Provided data:

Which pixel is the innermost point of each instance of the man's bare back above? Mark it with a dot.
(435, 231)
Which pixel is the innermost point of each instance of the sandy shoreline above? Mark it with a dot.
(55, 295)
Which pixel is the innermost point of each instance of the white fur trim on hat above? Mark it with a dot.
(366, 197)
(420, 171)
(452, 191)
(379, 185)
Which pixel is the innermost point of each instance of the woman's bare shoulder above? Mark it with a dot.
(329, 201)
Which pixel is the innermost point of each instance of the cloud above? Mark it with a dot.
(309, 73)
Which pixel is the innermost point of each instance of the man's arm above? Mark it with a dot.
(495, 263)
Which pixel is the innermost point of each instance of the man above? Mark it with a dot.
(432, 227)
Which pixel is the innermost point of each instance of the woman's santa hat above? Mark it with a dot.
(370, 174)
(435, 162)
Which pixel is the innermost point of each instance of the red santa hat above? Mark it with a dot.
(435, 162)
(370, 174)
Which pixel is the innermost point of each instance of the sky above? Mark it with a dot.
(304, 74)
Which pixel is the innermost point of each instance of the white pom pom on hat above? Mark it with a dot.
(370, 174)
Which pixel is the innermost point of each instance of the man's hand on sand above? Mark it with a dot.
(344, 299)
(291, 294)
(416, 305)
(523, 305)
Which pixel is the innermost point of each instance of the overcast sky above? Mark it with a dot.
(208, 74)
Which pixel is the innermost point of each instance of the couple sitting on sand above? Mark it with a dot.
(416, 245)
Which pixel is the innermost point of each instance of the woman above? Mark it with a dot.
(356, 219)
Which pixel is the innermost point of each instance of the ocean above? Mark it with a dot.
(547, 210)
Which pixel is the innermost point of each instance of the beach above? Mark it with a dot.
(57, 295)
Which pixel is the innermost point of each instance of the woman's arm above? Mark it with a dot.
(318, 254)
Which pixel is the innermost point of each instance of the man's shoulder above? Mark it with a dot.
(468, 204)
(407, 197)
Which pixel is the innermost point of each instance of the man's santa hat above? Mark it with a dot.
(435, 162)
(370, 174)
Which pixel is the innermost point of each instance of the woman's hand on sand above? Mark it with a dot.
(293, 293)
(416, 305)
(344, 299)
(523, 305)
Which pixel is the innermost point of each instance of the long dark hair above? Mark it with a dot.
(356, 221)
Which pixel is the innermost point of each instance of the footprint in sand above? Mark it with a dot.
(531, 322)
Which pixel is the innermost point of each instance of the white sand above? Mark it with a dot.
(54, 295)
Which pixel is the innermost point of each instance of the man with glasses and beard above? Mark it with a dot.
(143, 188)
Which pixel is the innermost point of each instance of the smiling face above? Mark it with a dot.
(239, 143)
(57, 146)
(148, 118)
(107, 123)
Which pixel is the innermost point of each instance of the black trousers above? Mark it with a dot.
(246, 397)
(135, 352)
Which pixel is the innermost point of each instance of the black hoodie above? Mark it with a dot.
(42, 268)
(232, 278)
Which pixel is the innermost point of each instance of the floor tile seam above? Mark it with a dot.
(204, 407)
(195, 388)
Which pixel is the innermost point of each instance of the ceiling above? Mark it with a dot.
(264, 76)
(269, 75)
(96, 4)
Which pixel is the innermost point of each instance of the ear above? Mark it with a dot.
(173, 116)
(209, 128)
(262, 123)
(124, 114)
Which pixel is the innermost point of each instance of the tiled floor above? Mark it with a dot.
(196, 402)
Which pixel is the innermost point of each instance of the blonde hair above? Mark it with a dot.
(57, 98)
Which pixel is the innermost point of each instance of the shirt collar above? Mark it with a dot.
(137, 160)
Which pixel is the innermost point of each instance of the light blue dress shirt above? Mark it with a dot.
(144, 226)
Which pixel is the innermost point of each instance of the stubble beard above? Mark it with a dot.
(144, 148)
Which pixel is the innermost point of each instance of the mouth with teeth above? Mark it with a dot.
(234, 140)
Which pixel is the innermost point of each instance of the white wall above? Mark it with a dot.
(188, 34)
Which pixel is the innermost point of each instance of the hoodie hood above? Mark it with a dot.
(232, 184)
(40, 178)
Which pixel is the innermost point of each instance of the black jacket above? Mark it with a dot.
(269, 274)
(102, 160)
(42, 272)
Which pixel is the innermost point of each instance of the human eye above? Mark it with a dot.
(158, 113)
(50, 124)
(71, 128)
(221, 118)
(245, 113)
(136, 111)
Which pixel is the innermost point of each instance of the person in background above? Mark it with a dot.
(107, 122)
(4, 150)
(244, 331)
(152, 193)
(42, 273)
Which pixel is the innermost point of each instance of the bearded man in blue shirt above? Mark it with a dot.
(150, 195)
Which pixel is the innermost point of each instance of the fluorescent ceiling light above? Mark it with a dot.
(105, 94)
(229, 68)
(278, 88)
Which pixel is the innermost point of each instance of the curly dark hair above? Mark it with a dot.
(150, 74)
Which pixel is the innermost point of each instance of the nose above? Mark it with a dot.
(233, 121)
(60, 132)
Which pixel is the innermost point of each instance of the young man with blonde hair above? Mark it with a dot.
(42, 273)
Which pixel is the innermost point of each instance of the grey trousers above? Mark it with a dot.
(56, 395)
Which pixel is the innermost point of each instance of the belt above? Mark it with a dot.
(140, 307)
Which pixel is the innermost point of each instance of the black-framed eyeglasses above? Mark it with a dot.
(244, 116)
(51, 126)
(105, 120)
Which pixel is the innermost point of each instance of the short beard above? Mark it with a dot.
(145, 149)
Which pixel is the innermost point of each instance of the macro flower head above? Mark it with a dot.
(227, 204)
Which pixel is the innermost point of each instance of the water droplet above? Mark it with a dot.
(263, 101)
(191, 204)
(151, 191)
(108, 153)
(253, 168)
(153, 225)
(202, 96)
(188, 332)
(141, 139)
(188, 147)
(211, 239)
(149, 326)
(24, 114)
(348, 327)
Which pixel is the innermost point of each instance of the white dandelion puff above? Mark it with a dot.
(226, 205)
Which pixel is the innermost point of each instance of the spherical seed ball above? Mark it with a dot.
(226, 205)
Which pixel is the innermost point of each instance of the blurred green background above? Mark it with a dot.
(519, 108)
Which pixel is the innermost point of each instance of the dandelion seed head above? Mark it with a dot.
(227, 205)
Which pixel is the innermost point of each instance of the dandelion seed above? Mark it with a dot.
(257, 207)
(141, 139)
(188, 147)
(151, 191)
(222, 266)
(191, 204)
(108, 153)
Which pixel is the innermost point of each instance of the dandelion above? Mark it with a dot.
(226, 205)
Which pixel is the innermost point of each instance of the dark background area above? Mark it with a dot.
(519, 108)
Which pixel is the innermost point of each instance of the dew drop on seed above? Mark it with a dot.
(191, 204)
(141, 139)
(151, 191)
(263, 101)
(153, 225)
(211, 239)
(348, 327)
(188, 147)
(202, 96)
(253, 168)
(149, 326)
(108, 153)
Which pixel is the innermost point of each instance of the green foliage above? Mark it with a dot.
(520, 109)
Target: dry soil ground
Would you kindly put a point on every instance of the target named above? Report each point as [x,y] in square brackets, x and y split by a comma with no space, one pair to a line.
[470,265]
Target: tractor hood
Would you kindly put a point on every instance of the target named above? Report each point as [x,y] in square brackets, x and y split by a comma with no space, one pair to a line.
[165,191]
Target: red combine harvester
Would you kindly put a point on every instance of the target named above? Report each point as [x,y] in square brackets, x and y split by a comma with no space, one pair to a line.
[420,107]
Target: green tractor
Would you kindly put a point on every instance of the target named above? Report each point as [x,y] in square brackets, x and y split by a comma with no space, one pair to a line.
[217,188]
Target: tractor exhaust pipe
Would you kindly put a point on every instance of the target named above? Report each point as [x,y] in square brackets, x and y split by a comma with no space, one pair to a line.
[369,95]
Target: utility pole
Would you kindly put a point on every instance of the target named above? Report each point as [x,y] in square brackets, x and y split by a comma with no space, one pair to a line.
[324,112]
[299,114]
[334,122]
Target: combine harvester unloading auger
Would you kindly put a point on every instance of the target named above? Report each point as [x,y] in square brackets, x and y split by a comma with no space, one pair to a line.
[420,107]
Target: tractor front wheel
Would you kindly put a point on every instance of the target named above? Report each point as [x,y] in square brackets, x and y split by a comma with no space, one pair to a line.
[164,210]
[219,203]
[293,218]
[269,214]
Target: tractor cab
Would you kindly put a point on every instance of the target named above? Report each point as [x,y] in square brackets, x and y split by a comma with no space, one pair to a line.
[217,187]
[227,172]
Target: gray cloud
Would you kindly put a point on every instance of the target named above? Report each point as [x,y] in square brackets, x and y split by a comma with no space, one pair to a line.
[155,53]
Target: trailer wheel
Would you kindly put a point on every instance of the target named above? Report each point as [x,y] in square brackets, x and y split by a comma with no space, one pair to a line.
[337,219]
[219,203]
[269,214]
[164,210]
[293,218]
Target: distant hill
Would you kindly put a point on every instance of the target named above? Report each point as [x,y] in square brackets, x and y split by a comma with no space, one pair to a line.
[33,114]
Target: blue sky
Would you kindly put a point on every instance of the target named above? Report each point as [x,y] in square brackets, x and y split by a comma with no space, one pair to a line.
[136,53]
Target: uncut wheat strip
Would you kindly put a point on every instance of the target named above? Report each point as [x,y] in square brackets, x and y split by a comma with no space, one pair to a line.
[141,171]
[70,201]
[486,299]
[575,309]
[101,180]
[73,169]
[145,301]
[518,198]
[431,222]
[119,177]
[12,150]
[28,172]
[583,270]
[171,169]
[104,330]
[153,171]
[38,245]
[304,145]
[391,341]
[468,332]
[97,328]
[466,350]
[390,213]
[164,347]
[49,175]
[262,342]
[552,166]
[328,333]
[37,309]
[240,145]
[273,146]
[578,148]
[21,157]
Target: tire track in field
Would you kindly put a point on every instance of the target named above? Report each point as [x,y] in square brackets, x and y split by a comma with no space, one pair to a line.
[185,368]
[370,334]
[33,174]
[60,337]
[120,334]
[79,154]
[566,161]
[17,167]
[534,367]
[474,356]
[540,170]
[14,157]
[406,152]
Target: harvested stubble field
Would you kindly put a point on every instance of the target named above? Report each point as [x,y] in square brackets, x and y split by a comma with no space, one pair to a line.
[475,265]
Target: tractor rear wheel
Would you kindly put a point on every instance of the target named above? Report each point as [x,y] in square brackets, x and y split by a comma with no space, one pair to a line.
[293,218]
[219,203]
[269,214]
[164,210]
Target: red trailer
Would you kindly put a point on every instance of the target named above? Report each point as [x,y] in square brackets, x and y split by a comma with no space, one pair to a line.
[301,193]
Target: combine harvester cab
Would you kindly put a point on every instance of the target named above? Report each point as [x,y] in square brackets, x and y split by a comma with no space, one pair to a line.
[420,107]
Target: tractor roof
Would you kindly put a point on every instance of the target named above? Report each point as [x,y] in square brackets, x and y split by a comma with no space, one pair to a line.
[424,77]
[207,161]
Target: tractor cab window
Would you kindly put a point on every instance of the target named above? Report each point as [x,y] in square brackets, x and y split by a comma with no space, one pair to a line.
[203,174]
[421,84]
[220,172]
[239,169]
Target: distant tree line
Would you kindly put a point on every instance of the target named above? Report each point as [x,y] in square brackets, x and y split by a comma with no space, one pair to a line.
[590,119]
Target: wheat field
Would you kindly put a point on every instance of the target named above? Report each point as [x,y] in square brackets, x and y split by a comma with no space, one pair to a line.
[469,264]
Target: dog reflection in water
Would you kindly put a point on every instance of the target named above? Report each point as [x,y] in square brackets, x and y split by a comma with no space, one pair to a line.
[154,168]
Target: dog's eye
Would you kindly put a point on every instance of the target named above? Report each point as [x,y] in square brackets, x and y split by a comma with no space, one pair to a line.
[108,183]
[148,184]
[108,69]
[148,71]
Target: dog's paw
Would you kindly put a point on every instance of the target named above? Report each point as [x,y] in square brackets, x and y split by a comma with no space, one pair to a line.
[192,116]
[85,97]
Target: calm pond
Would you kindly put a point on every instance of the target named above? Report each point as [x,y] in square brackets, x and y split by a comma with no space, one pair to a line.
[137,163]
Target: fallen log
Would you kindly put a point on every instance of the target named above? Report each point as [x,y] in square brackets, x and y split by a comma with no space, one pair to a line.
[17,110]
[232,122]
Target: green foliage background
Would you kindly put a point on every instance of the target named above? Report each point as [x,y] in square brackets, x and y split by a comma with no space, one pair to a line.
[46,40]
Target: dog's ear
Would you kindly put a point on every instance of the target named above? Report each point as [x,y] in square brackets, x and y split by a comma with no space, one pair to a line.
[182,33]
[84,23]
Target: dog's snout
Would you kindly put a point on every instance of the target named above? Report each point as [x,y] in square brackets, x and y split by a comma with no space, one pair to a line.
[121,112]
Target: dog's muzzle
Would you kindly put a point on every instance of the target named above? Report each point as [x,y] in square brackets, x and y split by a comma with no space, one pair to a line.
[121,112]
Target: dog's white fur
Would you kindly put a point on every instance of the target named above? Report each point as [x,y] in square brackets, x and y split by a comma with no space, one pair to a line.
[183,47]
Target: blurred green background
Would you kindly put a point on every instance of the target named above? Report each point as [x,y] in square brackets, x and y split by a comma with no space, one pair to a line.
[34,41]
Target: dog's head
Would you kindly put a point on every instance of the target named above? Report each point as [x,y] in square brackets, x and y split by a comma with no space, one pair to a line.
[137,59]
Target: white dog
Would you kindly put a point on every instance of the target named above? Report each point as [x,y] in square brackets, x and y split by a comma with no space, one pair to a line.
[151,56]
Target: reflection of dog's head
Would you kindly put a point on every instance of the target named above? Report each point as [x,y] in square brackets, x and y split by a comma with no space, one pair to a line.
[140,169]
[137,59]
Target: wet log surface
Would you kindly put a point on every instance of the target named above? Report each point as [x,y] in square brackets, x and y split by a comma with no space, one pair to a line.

Task item: Among the entries above, the lines between the ones containing "Target: blurred green background" and "Target: dog's head", inclusive, are to be transcribed exactly. No other line is to be given.

Answer to this problem:
Target: blurred green background
Would you kindly put a point on every instance of the target named above? Report each point as [x,y] in square brackets, x and y split by a comma with no space, one pair to a line.
[34,41]
Target: dog's head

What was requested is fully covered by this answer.